— Action item —
Could you show all lines in the entries below that contain the string "along"?

— Given data —
·····
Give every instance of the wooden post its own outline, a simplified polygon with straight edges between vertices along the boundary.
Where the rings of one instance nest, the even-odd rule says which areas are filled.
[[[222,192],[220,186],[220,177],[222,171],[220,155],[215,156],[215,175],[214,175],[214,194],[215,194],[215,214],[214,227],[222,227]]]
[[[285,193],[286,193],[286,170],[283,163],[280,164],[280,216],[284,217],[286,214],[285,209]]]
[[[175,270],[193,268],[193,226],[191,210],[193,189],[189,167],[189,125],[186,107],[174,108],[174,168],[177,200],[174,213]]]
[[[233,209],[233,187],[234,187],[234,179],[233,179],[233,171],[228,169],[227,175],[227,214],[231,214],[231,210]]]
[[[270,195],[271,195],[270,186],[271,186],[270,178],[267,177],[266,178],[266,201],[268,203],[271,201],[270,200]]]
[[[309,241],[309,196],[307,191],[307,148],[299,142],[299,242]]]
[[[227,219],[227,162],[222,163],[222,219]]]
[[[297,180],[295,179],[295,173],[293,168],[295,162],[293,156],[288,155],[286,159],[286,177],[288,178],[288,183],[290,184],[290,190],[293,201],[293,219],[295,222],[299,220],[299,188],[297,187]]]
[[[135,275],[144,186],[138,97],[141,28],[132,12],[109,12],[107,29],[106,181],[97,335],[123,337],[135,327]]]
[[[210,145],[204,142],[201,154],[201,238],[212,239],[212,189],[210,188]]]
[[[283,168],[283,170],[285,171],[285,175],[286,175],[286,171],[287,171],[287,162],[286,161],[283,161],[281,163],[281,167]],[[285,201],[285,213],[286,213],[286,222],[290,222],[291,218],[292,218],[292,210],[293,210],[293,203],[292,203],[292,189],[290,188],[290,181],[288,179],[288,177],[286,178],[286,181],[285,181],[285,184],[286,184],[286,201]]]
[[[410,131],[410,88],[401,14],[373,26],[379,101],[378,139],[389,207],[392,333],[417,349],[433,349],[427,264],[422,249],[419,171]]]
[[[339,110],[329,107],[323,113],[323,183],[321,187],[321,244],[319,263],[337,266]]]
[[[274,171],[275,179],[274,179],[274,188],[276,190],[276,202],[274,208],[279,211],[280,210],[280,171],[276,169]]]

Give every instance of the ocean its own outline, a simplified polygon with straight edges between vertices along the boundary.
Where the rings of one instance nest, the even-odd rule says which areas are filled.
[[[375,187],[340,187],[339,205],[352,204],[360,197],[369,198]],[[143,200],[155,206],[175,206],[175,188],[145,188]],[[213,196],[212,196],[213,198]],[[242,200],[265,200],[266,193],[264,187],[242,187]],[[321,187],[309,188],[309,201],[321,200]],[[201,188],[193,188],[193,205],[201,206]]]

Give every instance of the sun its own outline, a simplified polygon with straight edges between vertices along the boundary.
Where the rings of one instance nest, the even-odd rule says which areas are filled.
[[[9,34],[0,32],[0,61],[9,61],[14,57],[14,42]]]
·····
— Answer for the task —
Give every instance of the wooden post its own outline, a simplified polygon with straight edges between vertices along the boundary.
Give every instance of the ocean its own outline, a simplified polygon with straight edges between vertices along the boundary.
Give every instance of the sun its own outline, a simplified polygon with straight edges between vertices along the boundary.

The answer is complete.